PROBLEM —
In full and without alteration, write out the lines below.

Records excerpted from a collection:
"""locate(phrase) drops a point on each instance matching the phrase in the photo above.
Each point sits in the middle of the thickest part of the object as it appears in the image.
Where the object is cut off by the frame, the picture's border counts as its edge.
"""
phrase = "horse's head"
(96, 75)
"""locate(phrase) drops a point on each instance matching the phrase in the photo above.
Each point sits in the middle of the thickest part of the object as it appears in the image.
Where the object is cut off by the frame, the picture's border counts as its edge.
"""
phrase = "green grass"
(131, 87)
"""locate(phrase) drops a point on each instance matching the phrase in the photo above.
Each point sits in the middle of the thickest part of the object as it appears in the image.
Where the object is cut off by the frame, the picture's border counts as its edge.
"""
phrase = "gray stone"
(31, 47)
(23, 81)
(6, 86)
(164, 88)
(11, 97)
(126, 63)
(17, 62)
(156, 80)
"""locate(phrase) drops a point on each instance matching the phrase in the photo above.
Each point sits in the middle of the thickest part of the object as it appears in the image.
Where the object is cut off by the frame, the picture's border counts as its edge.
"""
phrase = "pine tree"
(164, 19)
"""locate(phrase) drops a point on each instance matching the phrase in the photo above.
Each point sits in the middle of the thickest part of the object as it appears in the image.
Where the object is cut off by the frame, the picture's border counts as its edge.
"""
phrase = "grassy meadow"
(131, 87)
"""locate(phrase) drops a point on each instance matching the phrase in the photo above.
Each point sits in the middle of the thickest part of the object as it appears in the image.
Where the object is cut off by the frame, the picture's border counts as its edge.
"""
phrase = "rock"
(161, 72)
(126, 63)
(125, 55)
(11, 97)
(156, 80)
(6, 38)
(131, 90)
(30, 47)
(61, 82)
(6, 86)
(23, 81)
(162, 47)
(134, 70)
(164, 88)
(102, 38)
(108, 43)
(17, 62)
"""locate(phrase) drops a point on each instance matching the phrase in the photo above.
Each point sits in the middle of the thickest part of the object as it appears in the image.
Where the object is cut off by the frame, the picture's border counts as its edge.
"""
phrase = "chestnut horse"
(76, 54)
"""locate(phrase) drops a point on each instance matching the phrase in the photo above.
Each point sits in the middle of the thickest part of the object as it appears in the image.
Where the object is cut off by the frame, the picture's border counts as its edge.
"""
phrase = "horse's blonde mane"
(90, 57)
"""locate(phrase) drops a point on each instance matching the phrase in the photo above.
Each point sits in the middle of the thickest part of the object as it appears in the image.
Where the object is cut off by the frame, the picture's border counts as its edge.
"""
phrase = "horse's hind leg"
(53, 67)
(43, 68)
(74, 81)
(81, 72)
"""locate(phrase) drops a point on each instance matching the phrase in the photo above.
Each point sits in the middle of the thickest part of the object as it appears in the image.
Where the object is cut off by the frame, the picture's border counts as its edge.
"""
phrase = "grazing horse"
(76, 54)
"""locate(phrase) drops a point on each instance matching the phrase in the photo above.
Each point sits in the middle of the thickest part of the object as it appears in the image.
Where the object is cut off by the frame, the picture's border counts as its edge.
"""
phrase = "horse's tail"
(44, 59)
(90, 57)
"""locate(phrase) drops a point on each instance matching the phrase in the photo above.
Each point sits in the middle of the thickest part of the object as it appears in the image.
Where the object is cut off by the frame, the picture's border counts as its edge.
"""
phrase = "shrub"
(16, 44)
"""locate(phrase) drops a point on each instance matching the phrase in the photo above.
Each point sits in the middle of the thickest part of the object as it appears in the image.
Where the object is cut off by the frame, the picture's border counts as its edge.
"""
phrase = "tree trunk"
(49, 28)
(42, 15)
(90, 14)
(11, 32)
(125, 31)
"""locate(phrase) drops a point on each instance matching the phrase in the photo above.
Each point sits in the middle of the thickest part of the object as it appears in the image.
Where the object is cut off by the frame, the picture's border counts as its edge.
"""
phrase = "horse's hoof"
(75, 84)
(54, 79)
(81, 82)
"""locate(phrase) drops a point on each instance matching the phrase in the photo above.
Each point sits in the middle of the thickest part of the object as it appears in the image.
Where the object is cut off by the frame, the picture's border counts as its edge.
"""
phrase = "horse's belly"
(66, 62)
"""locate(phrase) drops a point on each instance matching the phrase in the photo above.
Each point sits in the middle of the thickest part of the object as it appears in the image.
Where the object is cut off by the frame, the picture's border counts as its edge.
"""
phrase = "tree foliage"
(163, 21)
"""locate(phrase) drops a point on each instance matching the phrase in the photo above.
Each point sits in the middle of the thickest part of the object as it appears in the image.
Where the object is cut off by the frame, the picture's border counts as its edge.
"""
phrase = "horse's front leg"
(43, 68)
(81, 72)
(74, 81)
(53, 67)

REPLY TO THE TASK —
"""locate(phrase) drops a point on each instance matching the phrase in the photo above.
Each point sits in the middle of the thickest part of the object as it appears in the image.
Where the object is cut off by the frame, the picture's border counts as its edge.
"""
phrase = "horse's head"
(96, 75)
"""locate(phrase) drops a point on each instance matching the phrase in the photo above.
Each point sits in the middle of the thickest part of the object as it appears in the image.
Where the object is cut off by the frame, the picture's border counts as its edge.
"""
phrase = "green grass"
(131, 87)
"""locate(phrase) drops a point on each instance matching the phrase in the photo above.
Each point sits in the middle of the thickest part of the object as it appears in the image.
Where the object is cut off by the frame, the picture's border counts as its edge.
"""
phrase = "gray stone"
(31, 47)
(23, 81)
(6, 86)
(164, 88)
(11, 97)
(126, 63)
(17, 62)
(156, 80)
"""locate(phrase) drops a point on each instance matching the phrase in the photo above.
Each point sits in the middle of the thickest part of the object as it appears in the image.
Where the object is cut off by the frame, the picture's border counts as its edge.
"""
phrase = "pine tree"
(164, 19)
"""locate(phrase) drops a point on each instance matching the phrase in the photo above.
Each point sits in the middle of the thickest part of the object as it appears in the image.
Where the object is cut off by the frame, the picture's border counts as its edge.
"""
phrase = "grassy meadow"
(131, 87)
"""locate(phrase) drops a point on each instance matching the phrase in the photo above.
Each point sits in the middle of the thickest part of the object as it appears in the image.
Where the object is cut off by the frame, the picture's border counts as its edge.
"""
phrase = "rock"
(161, 72)
(126, 63)
(125, 55)
(11, 97)
(156, 80)
(6, 38)
(131, 90)
(30, 47)
(61, 82)
(6, 86)
(23, 81)
(162, 47)
(134, 70)
(164, 88)
(102, 38)
(108, 43)
(17, 62)
"""locate(phrase) drops a point on each instance matching the phrase in the photo above.
Each point sits in the middle of the thickest part of the object as it appears in the image.
Where the object is cut off by the frame, the picture's border counts as its edge.
"""
phrase = "chestnut horse"
(76, 54)
"""locate(phrase) drops a point on each instance matching the phrase in the photo above.
Each point sits in the middle of the thickest part of the object as it appears in the image.
Where the object is cut off by the frame, the picture's border counts as its edge.
"""
phrase = "horse's blonde mane"
(90, 57)
"""locate(phrase) drops a point on each instance matching the phrase in the photo above.
Each point sits in the middle of the thickest part of the object as it appears in the image.
Where the object is cut off by the frame, the picture's border counts as its edge.
"""
phrase = "horse's hind leg"
(53, 67)
(43, 68)
(74, 81)
(81, 72)
"""locate(phrase) drops a point on each instance matching the phrase in the photo above.
Each point sits in the middle of the thickest part of the object as it appears in the image.
Where the object is cut off by the frame, the picture's border counts as its edge.
"""
phrase = "grazing horse"
(76, 54)
"""locate(phrase) drops a point on each instance matching the phrase in the photo above.
Each point sits in the middle of the thickest part of the object as it appears in the image.
Where the object is cut off by the frame, the picture's border counts as its edge.
"""
phrase = "horse's tail"
(44, 59)
(90, 57)
"""locate(phrase) drops a point on each instance matching the phrase in the photo above.
Each point sits in the middle of the thickest part of the object as it appears in the image.
Where the object is cut off by the frame, the picture's border counts as its edge.
"""
phrase = "shrub"
(16, 44)
"""locate(phrase) drops a point on each instance matching the phrase in the photo above.
Each point sits in the middle of the thickest part of the object as it appears in the image.
Where the object is cut off by the frame, the picture's border counts as its edge.
"""
phrase = "tree trunk"
(49, 28)
(42, 15)
(90, 14)
(11, 32)
(125, 31)
"""locate(phrase) drops a point on each instance matching the phrase in the photo above.
Each point sits in the middle of the thickest part of the object as it appears in the image.
Where the object is cut off by the frame, the picture's border counts as its edge.
"""
phrase = "horse's hoof"
(75, 84)
(54, 79)
(81, 82)
"""locate(phrase) drops a point on each instance matching the phrase in the photo above.
Each point sits in the middle of the thickest part of the object as it appears in the image.
Where the object is cut off by the frame, the picture's border counts as its edge.
"""
phrase = "horse's belly"
(66, 62)
"""locate(phrase) drops a point on each instance matching the phrase in the photo above.
Each point sits in the middle of the thickest part of the object as it appears in the image.
Where the object is cut off by the frame, the picture's border counts as its edge.
"""
phrase = "tree foliage"
(163, 21)
"""locate(phrase) drops a point on each instance matching the phrase in the photo above.
Each point sits in the middle of the thickest part of the object as it appears in the image.
Where the object is cut off by the frame, the picture's border counts as its edge.
"""
phrase = "horse's front leg"
(43, 68)
(81, 72)
(74, 81)
(53, 67)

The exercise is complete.